#### PROBLEM
Repeat only the lines from the one holding "One point for each instance of the windshield wiper, each" down to the last line of the listing below, including both of those lines.

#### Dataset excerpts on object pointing
+--
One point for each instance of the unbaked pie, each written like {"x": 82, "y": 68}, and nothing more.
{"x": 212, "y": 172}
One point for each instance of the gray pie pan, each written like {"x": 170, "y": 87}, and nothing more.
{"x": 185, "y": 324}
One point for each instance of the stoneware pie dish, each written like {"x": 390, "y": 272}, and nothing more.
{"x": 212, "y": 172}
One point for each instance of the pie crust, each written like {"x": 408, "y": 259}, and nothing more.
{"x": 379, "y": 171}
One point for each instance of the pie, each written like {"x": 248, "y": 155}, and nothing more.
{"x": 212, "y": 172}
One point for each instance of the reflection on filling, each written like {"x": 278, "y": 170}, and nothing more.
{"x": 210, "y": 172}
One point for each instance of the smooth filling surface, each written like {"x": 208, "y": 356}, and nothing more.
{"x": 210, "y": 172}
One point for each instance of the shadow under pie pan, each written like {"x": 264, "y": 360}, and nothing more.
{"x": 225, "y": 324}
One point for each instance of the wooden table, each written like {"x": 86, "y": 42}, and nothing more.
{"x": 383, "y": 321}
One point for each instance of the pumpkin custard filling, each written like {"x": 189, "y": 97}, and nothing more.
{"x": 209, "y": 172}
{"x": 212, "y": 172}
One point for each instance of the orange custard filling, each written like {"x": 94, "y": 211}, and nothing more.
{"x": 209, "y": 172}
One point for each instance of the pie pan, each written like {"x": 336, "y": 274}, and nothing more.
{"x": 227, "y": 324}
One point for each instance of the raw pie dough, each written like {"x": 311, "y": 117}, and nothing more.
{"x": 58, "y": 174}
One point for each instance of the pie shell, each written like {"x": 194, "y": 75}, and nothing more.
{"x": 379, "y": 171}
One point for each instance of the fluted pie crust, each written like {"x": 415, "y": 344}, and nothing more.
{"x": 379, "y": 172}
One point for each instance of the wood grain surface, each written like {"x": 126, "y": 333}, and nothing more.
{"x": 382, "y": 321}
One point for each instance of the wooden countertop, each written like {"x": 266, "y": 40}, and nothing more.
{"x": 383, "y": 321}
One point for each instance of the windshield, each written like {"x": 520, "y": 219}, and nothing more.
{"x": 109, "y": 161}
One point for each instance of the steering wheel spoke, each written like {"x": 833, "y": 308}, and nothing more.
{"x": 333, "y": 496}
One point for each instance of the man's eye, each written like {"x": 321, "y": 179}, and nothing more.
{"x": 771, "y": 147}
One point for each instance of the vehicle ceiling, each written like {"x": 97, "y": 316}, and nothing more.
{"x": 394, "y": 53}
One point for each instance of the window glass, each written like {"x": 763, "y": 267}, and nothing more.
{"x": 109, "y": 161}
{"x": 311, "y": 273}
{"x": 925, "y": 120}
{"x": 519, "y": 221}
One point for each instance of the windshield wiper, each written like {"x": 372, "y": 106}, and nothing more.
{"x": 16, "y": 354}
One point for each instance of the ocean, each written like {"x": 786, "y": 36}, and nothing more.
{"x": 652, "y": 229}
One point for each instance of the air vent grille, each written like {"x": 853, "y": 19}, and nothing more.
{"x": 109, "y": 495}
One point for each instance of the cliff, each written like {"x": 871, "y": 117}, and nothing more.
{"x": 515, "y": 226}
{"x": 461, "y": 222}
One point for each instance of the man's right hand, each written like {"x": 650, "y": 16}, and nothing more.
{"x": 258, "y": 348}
+--
#### TASK ANSWER
One point for each instance of the windshield wiper, each written like {"x": 372, "y": 106}, and nothing more.
{"x": 16, "y": 354}
One point for each instance of the ocean, each written like {"x": 786, "y": 36}, and nothing more.
{"x": 652, "y": 229}
One point for each instance of the air vent grille, each written like {"x": 853, "y": 19}, and nothing more.
{"x": 109, "y": 495}
One point for each instance of the cliff, each written like {"x": 871, "y": 117}, and nothing more.
{"x": 515, "y": 226}
{"x": 461, "y": 222}
One point for each instance of the man's right hand, each written like {"x": 650, "y": 16}, and nothing more.
{"x": 258, "y": 348}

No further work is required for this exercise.